#### WORK ORDER
Please restate, word for word, the lines below that begin at the one with "Query: mashed potatoes" and end at the one with "Query: potted plant". Leave out all other lines.

★ ★ ★ ★ ★

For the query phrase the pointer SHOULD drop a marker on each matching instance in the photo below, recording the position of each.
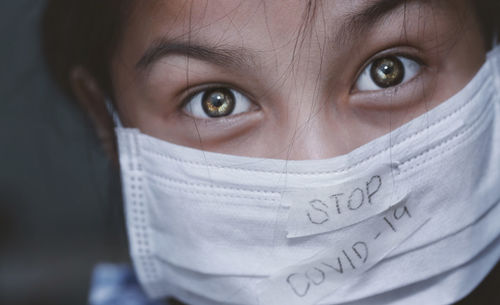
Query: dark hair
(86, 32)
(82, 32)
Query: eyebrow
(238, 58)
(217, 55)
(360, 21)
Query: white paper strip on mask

★ ★ ★ ★ ★

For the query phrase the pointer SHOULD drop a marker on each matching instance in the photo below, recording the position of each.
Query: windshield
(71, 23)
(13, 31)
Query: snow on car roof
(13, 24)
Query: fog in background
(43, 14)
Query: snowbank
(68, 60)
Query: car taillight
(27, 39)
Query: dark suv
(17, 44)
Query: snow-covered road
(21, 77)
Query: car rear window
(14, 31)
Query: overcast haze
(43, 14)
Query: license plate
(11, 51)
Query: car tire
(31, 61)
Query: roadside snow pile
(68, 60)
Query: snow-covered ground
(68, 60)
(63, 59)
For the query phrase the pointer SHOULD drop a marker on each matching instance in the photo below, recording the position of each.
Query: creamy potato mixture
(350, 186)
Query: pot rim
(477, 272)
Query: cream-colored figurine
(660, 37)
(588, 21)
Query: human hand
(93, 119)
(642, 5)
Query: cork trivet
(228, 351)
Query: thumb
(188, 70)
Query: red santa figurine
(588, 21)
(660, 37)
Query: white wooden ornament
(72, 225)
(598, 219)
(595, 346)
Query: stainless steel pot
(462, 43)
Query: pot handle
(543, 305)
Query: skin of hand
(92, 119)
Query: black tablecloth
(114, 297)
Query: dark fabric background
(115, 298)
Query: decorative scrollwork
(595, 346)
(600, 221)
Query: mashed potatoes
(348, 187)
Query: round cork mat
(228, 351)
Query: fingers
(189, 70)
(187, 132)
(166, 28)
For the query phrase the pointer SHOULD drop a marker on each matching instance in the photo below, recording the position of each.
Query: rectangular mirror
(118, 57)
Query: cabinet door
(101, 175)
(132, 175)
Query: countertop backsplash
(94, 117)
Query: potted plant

★ ★ ★ ★ ★

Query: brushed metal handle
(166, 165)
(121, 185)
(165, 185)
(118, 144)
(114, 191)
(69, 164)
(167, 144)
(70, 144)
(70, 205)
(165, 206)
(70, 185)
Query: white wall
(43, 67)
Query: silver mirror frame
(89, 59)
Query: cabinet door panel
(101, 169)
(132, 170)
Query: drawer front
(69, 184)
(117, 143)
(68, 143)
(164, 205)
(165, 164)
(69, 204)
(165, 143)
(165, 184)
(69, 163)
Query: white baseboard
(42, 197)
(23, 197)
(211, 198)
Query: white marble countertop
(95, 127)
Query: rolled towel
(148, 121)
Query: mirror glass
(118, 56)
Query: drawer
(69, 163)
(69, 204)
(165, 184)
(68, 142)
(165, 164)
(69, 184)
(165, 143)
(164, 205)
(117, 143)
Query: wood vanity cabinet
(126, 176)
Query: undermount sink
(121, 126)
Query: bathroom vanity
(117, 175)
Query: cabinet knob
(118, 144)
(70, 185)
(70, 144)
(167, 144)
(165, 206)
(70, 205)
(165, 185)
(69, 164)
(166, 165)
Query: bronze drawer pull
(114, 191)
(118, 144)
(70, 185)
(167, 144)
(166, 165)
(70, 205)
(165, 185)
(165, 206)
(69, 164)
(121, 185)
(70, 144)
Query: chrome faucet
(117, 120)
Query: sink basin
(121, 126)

★ ★ ★ ★ ★

#### WRITTEN SOLUTION
Query: mashed potatoes
(348, 187)
Query: round cork mat
(228, 351)
Query: fingers
(189, 70)
(187, 132)
(166, 28)
For the query phrase the pointer SHOULD drop a marker on each matching instance in the photo below, recording the position of each.
Query: rectangular mirror
(118, 57)
Query: cabinet door
(101, 175)
(132, 175)
Query: countertop backsplash
(94, 117)
Query: potted plant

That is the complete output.